== O QUE FAZER ==
1 – Repita sem alterações o trecho do texto sobre arte que começa em "O que é arte" e termina em "intenção do texto.".
2 – Dê continuidade ao texto sobre arte a partir da última frase apresentada.

== TEXTO DE LEITURA ==
★ ★ ★ ★

O que é arte 2 – Organizando a maçaroca – Paradoxo da regressão ao infinito do sistema de regras.

Gente, vocês entendem inglês? Assistem seriados americanos legendados? É uma experiência interessante. Se você entende um pouco de inglês percebe o esforço da pessoa que escreve as legendas em manter o sentido do texto original. Muitas vezes, porém, a pessoa nem tenta dar sutileza à tradução. Sem contar, é claro, aquelas vezes em que percebemos que quem fez a legenda não entendeu o que realmente a obra estava dizendo, casos em que sai uma tradução literal que não se encaixa em nada à intenção do texto.

Esta situação chama atenção para uma percepção trivial: para entender uma obra temos que estarmos familiarizados às regras que a regem. Para entender as legendas tenho que ser alfabetizado, para entender as falas originais tenho que conhecer o inglês. Repare, qualquer obra é uma maçaroca (uma bolo indistinguível) de informações. Dentre esta maçaroca é possível separar vários grupos de informações, ou seja, é possível uma organização. Cada subgrupo de informações é, por sua vez, uma submaçaroca. Uma delas é a dos sons (ruídos, trilha sonora, falas). Isto se dá através de critérios (ou seja, regras). Toda uma organização é possível ao decompormos mais e mais as submaçarocas. Da subsubmaçaroca das falas podemos encontrar encontrar a as palavras, ou os parágrafos, ou as metáforas, ou as falas sem sentido, ou as falas mal pronunciadas, ou as falas em voz grave... Reparem, as sub maçarocas existem de acordo com o modo com que as organizamos. Se organizamos em termos de entonação da voz do ator encontraremos informações bem diferentes das que encontraríamos caso organizássemos em termos sintaxe. Em outras palavras, a análise de um diretor de atores é bem diferente da de um linguista. Cada um atribui sentido usando um sistema (ou organização) diferente. E a partir da organização é criado/descoberto os sentidos de uma obra.

★ ★ ★ ★

== LINHAS FORNECIDAS ==
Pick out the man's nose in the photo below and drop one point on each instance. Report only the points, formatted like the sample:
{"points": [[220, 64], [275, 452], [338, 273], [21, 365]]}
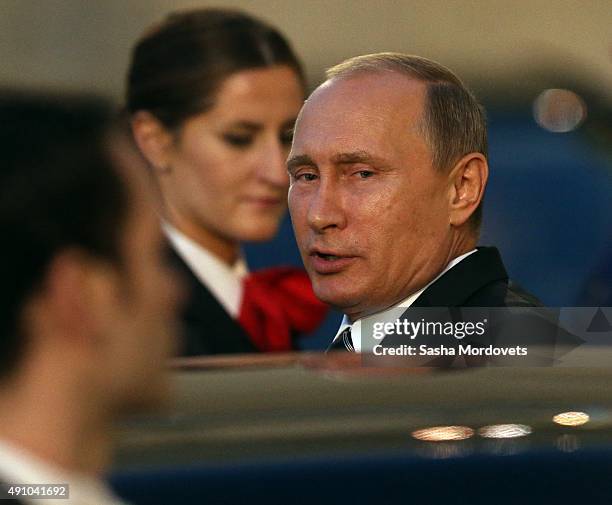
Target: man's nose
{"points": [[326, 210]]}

★ ★ ★ ★

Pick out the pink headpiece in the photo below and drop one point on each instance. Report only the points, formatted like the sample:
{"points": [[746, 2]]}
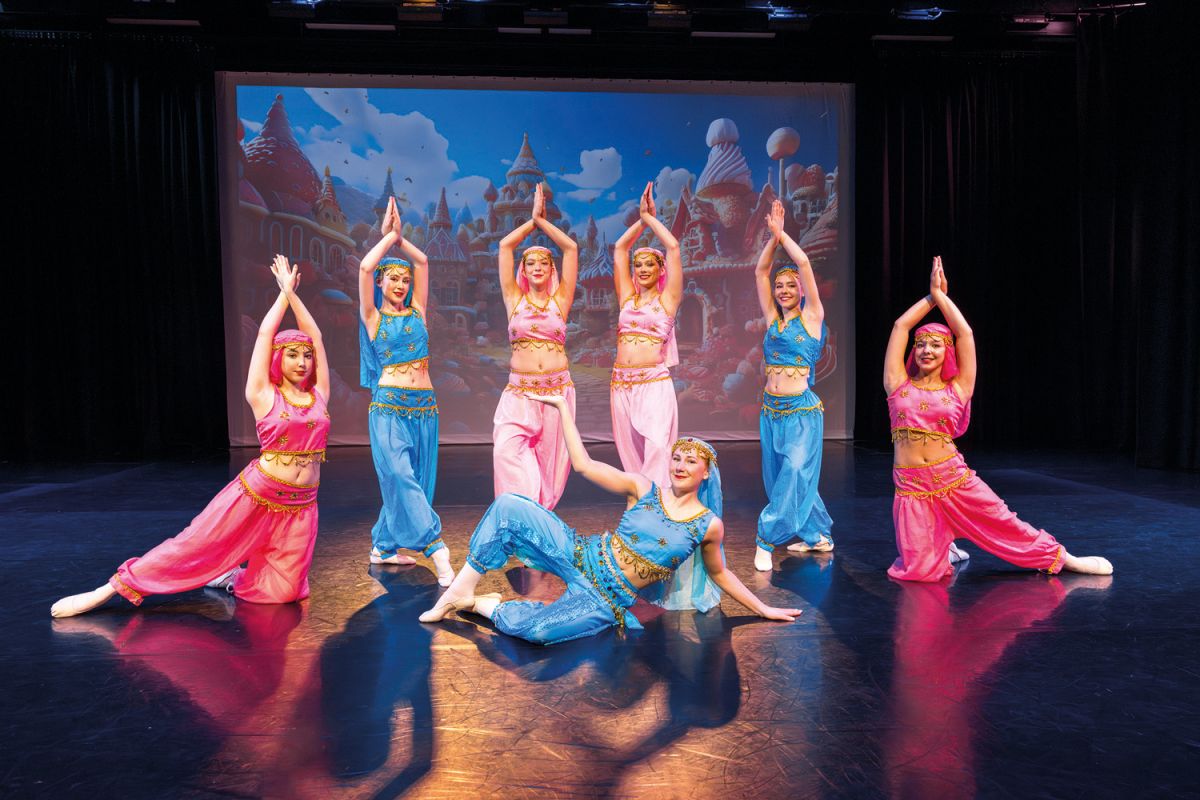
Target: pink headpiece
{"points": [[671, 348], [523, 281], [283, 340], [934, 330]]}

★ ★ ★ ★

== RESPOSTAS ==
1 –
O que é arte 2 – Organizando a maçaroca – Paradoxo da regressão ao infinito do sistema de regras.

Gente, vocês entendem inglês? Assistem seriados americanos legendados? É uma experiência interessante. Se você entende um pouco de inglês percebe o esforço da pessoa que escreve as legendas em manter o sentido do texto original. Muitas vezes, porém, a pessoa nem tenta dar sutileza à tradução. Sem contar, é claro, aquelas vezes em que percebemos que quem fez a legenda não entendeu o que realmente a obra estava dizendo, casos em que sai uma tradução literal que não se encaixa em nada à intenção do texto.

2 –
Só temos acesso a este conteúdo se formos “alfabetizados” nele. Se temos internalizadas as regras a partir das quais todo este conteúdo se ordena. A obra só existe a partir do momento em que a interpretamos. E só temos um entendimento profundo da obra na medida em que estamos familiarizados com as regras que a compõem. O que fica muito claro no exemplo da leitura das legendas ou no entendimento das frases.

Eu sei, eu sei, esta é a hora em que você, minha cara leitora fica se movendo de um lado para o outro e soltando interjeições irritadas pensando, “isto até pode funcionar no caso do texto, mas no caso de arte abstrata?”. Do alto da minha condição de autor me reservarei ao direito de só tratar disso em outro texto, em outra ocasião. Cena para os próximos capítulos ; )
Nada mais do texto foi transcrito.